──────── Page text

“Here is some further explaination of the Karuk Tribe Lawsuit against the California DFG to change dredging regulations…”
This past week was a busy one concerning the Karuk litigation against the Department of Fish & Game (DFG).
On very short notice, we got the word out last weekend that the Siskiyou County Supervisors would vote Tuesday morning (3 January) on a Resolution speaking out against the way DFG and the Karuks have settled the litigation behind closed doors (deciding upon further restrictions to prospectors). Timing required the Resolution to be taken up without delay; so that if it were passed, the Resolution could be included within the court filings that we will submit this next week. We feel it strengthens our position to have a County government providing the Court with a formal condemnation of this solution that the Karuks and DFG have come up with.
I was impressed and relieved that so many prospectors turned up for the Supervisor’s meeting in Yreka on Tuesday, and I’m sure the Supervisors were also impressed. Some came from hundreds of miles away. Quite a few prospectors from Oregon came down to give us support. As a result, the Supervisor’s hearing room was packed, with prospectors trailing out into the hallway.

────────────────

*Given request*
Revise the Karuk lawsuit post, starting with "This past week" and going on through "come up with.", so that "behind closed doors" reads "in private". The data below has no connection to the Karuk lawsuit post.

──────── Recorded information

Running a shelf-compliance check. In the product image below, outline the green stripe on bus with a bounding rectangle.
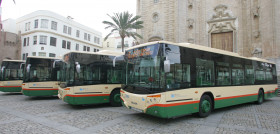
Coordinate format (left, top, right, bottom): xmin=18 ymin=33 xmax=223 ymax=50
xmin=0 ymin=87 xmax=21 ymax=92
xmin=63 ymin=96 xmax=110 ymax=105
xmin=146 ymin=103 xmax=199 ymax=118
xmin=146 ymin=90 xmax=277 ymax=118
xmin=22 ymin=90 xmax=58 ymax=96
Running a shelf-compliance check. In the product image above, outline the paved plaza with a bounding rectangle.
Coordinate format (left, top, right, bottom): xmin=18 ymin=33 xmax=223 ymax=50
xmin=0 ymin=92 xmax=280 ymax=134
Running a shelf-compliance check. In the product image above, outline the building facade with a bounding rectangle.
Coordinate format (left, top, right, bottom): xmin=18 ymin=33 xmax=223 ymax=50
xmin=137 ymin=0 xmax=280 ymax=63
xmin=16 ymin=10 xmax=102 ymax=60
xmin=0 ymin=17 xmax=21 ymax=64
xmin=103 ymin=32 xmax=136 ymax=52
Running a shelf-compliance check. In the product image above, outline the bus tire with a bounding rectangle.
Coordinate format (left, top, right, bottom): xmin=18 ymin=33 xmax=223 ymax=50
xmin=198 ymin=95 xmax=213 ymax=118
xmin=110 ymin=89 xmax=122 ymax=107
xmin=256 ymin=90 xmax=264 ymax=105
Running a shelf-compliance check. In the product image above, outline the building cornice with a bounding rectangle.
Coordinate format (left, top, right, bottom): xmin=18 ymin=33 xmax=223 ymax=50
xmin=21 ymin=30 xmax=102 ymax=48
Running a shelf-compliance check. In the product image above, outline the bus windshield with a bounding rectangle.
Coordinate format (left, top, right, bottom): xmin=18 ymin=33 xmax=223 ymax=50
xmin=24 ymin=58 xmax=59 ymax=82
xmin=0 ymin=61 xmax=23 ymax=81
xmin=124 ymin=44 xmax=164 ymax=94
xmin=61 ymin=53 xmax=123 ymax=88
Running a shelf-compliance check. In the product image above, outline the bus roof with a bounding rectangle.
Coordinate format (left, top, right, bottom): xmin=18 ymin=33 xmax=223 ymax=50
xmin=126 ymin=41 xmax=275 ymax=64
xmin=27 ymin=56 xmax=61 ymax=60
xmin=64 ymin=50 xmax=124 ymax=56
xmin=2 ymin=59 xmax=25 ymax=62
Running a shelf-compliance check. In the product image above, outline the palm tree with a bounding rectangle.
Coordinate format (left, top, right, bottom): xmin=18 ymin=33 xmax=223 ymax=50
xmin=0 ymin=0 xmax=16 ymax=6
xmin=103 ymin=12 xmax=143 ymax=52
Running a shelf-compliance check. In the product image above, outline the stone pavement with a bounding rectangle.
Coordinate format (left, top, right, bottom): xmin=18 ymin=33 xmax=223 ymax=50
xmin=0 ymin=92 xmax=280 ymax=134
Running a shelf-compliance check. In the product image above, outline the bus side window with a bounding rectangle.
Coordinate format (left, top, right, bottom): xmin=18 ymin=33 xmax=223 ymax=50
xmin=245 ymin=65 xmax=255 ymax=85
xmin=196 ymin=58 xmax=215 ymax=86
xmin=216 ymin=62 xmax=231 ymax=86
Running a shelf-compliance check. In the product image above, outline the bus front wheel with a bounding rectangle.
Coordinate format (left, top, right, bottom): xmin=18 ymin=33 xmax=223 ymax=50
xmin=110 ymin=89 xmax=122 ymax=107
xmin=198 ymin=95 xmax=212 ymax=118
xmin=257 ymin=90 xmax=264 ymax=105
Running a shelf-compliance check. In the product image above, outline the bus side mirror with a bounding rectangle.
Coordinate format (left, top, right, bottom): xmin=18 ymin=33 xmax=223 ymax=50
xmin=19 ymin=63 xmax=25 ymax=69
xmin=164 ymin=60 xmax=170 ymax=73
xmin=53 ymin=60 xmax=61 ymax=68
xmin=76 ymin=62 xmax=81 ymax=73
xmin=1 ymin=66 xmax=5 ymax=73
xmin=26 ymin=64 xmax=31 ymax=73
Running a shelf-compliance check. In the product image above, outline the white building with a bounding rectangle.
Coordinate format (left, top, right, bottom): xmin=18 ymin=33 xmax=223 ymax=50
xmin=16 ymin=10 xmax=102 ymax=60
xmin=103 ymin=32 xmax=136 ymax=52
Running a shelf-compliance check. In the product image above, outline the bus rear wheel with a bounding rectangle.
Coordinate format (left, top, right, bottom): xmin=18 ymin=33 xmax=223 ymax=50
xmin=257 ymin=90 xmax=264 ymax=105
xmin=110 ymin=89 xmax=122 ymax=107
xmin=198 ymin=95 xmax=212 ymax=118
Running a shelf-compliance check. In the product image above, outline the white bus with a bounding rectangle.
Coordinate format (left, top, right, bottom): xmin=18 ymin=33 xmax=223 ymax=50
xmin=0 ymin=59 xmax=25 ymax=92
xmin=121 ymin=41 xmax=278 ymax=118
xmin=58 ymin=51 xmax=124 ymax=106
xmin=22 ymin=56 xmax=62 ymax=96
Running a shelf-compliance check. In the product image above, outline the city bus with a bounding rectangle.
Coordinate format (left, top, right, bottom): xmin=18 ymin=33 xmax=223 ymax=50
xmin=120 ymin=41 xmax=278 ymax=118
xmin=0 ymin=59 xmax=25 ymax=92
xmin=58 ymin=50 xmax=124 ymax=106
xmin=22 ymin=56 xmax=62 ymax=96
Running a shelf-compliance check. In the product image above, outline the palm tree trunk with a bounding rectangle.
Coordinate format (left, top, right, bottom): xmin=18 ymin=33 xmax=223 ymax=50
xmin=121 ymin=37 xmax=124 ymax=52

────────────────

*Final result*
This past week was a busy one concerning the Karuk litigation against the Department of Fish & Game (DFG).
On very short notice, we got the word out last weekend that the Siskiyou County Supervisors would vote Tuesday morning (3 January) on a Resolution speaking out against the way DFG and the Karuks have settled the litigation in private (deciding upon further restrictions to prospectors). Timing required the Resolution to be taken up without delay; so that if it were passed, the Resolution could be included within the court filings that we will submit this next week. We feel it strengthens our position to have a County government providing the Court with a formal condemnation of this solution that the Karuks and DFG have come up with.